§ **Directions for this task**: Show every line of the data below that contains the word "surface".
+ + +
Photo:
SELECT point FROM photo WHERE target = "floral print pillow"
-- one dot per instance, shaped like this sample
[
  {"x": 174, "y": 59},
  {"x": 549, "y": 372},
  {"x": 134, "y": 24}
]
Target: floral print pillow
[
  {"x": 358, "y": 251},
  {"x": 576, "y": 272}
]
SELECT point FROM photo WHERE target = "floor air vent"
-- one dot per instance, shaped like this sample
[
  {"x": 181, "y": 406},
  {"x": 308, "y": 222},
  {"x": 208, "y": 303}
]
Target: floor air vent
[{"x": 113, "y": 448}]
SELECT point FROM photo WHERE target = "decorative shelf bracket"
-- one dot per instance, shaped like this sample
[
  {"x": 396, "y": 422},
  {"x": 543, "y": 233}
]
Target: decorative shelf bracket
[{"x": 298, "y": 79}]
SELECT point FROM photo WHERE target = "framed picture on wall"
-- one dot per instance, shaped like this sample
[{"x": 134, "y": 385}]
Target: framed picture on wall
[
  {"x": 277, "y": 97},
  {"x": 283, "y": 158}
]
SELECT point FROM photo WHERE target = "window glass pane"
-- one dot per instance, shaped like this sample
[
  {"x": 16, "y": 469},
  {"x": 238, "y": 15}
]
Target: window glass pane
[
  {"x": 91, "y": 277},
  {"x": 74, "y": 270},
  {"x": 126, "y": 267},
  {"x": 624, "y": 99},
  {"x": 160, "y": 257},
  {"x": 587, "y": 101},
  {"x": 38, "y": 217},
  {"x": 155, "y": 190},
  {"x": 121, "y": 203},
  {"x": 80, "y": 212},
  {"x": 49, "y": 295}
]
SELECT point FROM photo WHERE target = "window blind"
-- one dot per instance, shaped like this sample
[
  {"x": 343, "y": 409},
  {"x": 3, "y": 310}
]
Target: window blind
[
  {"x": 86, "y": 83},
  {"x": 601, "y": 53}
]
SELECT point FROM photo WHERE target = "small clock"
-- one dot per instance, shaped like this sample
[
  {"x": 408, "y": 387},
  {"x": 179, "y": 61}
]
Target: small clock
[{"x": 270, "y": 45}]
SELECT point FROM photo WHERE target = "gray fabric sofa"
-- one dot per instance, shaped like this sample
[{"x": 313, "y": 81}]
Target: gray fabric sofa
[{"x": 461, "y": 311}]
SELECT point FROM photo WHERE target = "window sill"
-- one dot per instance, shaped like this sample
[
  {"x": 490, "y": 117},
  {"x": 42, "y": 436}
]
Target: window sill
+ + +
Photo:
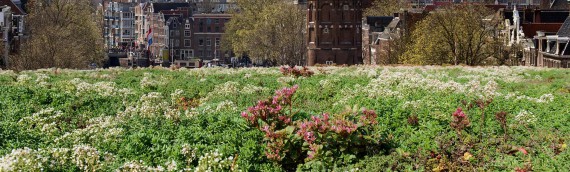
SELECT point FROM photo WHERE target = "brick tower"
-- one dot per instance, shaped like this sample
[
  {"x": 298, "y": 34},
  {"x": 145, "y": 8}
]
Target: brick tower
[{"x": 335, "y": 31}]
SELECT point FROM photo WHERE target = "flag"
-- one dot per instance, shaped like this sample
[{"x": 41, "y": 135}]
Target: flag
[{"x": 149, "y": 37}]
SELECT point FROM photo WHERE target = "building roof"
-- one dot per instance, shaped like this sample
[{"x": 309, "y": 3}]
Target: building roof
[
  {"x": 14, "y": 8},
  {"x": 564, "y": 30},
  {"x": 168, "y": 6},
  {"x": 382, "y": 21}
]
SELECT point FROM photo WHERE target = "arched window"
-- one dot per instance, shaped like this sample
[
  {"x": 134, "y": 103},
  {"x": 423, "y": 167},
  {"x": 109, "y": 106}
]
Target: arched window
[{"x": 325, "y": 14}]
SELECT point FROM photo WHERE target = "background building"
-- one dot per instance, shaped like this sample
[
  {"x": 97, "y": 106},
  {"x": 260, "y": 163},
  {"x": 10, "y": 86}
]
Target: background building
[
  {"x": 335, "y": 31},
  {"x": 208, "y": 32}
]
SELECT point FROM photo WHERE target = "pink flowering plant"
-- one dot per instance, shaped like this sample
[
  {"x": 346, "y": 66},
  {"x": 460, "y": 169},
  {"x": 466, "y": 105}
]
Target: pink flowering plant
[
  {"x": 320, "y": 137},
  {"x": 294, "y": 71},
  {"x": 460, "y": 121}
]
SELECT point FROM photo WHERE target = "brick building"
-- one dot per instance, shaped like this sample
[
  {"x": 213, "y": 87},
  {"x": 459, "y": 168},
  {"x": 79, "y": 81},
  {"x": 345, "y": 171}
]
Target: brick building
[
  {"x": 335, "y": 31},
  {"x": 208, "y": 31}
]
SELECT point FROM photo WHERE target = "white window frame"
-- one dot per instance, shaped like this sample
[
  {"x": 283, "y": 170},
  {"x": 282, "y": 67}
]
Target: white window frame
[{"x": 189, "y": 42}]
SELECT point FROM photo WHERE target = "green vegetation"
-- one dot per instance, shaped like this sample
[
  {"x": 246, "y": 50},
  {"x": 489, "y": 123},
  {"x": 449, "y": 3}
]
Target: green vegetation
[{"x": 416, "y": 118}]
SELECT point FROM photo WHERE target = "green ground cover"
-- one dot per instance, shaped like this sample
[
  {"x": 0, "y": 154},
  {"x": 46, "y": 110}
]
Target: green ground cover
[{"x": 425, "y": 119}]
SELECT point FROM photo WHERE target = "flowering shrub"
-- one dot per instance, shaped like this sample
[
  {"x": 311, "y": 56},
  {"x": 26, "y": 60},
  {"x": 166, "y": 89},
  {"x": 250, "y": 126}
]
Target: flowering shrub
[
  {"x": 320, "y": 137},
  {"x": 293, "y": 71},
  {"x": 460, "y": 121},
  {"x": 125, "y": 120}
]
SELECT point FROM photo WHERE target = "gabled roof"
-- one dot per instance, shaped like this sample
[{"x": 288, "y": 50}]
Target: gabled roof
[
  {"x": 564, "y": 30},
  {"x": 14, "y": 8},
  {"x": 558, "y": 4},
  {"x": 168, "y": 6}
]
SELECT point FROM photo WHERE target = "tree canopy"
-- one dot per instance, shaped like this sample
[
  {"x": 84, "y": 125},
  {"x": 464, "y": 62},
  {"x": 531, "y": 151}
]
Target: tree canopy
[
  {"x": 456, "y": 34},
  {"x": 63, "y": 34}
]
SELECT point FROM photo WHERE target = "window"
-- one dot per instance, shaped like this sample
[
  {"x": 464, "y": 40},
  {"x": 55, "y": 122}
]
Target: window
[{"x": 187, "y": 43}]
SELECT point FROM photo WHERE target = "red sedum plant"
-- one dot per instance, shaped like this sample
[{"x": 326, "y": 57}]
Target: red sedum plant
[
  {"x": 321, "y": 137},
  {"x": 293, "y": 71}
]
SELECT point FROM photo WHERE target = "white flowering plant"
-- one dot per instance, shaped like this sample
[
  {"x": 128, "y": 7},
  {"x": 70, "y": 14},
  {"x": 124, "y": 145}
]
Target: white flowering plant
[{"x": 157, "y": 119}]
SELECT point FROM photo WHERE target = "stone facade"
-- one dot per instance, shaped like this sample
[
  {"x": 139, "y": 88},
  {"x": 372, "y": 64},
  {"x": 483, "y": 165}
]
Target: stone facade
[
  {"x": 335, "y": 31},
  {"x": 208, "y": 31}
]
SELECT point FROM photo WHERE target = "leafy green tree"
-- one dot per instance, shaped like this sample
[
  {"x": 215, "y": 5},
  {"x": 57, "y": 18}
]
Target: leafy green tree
+ + +
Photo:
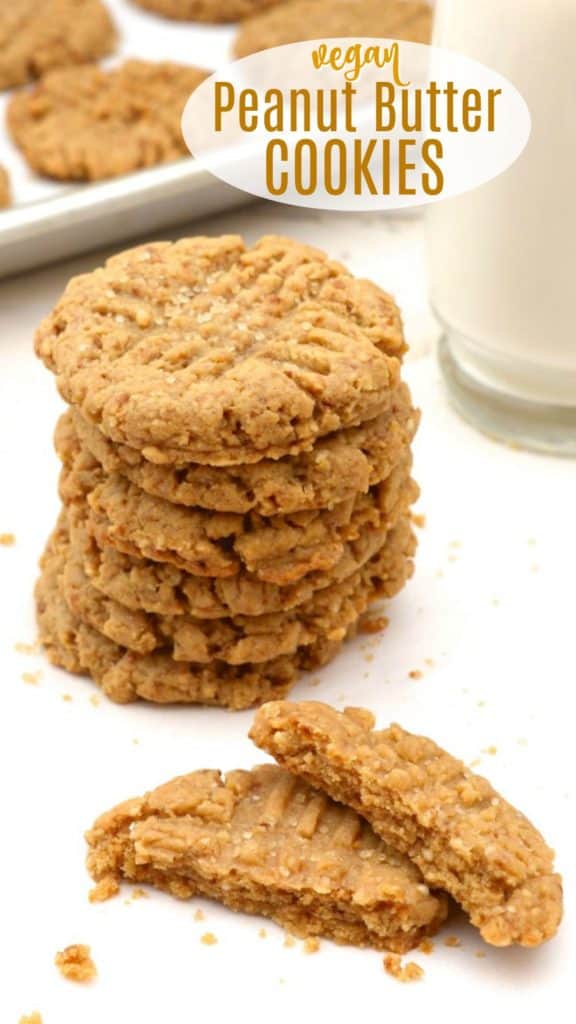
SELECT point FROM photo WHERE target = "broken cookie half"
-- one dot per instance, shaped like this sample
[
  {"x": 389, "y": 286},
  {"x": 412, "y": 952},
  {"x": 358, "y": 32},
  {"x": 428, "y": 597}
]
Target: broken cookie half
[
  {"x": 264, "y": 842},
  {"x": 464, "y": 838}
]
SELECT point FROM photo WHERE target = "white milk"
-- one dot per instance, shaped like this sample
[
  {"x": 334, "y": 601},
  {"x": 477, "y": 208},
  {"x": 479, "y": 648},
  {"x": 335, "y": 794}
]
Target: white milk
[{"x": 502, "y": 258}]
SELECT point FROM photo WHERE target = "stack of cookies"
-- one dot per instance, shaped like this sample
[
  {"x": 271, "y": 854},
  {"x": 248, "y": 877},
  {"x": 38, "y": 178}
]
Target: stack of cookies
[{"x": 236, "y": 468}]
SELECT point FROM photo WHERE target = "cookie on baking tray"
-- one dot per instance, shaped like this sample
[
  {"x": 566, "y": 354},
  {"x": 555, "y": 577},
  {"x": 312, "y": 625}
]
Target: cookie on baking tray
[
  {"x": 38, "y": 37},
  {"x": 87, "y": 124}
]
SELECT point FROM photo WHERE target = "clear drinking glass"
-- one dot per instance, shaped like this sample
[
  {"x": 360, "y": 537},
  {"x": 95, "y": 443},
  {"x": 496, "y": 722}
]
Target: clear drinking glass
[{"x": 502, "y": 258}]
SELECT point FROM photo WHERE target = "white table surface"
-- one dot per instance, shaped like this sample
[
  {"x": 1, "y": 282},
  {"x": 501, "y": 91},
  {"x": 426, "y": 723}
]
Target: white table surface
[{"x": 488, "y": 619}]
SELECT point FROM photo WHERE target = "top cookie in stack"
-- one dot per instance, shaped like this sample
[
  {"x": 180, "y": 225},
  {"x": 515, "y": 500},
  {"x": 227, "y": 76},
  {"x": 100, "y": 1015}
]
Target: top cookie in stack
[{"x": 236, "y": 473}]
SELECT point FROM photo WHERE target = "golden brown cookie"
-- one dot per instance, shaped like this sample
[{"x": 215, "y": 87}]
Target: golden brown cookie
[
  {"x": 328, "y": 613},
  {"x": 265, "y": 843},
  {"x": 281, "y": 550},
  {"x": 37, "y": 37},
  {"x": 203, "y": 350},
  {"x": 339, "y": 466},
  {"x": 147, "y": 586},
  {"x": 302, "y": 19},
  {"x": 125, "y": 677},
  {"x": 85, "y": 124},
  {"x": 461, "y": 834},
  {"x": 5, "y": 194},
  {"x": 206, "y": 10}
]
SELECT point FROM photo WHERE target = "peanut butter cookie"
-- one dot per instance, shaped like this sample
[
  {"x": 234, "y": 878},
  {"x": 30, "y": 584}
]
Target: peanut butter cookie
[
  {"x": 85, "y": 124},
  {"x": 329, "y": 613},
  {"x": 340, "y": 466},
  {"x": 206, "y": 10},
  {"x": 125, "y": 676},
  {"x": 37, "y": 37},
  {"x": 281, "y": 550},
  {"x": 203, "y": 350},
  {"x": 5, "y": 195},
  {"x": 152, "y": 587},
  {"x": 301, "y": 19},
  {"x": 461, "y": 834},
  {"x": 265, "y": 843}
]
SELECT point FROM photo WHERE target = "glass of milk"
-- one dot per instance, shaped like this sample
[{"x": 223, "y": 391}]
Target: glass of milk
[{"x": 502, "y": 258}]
+ + +
§ **The result**:
SELECT point FROM photo WHERE target = "white table surface"
Target: white table surface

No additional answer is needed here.